◆ **SET EXERCISE**: Turn the entries below into a JSON list of strings with one string per line. Start at the line containing "hair you can detect.", end at the line containing "left=719, top=87, right=736, bottom=122", include both of those lines, and skip any blank lines.

◆ **RECORD SET**:
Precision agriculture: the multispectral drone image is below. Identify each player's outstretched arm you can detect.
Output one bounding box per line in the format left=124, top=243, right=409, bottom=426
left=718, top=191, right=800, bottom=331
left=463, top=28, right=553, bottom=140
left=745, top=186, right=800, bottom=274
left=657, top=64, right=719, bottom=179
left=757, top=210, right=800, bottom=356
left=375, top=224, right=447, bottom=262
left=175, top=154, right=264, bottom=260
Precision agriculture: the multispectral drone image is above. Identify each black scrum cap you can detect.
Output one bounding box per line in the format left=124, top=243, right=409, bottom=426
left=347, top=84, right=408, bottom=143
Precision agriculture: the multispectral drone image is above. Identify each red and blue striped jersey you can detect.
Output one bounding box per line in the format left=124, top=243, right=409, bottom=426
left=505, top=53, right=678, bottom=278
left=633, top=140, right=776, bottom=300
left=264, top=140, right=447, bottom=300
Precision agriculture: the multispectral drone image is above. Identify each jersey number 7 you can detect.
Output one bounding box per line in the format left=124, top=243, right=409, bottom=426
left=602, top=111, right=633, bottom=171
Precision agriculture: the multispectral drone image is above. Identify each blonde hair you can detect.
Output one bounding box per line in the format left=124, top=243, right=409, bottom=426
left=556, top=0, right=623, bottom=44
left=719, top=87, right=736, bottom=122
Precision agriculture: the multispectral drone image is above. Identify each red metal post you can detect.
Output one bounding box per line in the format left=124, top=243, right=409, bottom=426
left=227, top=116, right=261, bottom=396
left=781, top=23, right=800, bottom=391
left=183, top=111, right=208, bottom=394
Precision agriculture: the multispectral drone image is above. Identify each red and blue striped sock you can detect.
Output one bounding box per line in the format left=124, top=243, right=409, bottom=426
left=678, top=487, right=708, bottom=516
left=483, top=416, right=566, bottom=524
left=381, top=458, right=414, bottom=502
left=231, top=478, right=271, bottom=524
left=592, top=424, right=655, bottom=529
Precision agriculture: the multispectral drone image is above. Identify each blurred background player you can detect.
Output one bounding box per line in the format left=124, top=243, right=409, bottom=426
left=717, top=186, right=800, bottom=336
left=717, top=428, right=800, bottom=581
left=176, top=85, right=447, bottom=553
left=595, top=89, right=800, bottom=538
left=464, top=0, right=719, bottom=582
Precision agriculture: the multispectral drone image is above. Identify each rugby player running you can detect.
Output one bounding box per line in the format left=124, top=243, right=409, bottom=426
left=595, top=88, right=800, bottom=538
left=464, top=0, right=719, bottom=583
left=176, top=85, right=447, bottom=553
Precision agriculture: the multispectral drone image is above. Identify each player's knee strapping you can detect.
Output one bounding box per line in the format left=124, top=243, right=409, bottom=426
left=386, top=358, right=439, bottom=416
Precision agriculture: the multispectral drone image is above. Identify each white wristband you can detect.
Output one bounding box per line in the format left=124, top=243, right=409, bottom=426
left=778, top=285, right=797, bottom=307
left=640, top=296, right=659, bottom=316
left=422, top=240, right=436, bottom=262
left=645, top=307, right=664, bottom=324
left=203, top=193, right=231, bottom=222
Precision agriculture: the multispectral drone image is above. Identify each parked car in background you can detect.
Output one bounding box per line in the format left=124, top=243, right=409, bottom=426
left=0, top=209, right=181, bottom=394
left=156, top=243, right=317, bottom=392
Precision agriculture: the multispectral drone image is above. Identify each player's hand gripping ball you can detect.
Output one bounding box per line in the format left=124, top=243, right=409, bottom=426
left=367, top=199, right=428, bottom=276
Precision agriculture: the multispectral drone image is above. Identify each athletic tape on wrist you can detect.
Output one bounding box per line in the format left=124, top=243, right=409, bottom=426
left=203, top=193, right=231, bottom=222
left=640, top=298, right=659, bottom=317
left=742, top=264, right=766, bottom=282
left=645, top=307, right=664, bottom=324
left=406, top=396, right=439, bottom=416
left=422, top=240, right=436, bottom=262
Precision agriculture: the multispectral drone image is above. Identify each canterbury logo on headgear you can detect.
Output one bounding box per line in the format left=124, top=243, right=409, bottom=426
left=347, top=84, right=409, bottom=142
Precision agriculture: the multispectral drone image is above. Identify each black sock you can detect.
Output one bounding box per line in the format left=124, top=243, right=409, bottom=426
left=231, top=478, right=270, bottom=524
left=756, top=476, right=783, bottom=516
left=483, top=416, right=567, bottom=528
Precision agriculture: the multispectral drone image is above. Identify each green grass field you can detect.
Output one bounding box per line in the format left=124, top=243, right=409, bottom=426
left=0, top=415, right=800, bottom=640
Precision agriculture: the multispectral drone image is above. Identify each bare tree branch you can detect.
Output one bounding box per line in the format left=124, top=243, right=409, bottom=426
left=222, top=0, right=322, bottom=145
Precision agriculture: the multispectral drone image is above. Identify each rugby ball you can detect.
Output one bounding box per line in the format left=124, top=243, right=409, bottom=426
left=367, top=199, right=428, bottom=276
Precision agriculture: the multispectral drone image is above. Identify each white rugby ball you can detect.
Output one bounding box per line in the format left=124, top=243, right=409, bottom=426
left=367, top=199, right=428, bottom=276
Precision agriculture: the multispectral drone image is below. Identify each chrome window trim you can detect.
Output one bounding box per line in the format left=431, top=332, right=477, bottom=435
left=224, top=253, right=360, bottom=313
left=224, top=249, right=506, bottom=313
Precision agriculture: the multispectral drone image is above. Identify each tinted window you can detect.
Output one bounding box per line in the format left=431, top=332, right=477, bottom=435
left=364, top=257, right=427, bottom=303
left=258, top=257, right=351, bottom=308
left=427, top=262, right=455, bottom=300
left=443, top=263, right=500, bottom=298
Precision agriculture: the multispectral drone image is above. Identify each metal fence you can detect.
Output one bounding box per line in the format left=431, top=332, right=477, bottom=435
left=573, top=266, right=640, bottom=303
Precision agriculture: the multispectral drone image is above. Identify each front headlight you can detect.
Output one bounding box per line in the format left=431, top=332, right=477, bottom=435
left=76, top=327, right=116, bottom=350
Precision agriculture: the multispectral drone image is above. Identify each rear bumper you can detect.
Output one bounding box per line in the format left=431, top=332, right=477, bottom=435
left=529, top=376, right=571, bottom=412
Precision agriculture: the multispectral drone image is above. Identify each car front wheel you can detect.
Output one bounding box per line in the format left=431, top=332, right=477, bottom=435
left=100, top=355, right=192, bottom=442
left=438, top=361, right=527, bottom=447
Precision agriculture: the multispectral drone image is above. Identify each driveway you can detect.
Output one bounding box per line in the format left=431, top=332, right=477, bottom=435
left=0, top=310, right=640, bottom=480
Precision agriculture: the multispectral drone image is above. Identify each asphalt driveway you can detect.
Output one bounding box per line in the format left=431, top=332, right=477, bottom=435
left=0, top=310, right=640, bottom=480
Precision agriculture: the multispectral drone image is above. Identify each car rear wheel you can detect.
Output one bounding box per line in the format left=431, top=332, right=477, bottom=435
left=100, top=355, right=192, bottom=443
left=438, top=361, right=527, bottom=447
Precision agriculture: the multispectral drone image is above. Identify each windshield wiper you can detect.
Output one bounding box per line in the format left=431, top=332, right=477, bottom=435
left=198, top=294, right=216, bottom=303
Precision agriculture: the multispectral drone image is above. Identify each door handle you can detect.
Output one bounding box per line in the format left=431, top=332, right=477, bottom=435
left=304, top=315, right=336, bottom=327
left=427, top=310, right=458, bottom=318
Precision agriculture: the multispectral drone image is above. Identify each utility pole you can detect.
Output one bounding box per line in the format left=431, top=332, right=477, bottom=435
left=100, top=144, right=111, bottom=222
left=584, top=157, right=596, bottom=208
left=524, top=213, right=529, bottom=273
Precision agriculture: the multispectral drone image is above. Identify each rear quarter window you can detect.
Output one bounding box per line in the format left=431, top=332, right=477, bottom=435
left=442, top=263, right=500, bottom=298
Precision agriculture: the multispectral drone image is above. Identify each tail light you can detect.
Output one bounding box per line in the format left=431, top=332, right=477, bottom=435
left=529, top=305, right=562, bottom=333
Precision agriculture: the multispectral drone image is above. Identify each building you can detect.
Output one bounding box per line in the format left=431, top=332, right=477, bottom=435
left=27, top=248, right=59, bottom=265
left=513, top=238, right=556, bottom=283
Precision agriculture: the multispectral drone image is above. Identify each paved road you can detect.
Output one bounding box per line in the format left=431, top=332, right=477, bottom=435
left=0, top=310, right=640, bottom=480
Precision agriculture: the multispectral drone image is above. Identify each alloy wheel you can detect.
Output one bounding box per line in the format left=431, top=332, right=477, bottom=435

◆ **SOLUTION FOR THIS TASK**:
[
  "Precision agriculture: the multispectral drone image is above. Identify each blonde hair you can detect.",
  "Output one bounding box per line in the format left=124, top=243, right=409, bottom=426",
  "left=556, top=0, right=623, bottom=44",
  "left=719, top=87, right=736, bottom=122"
]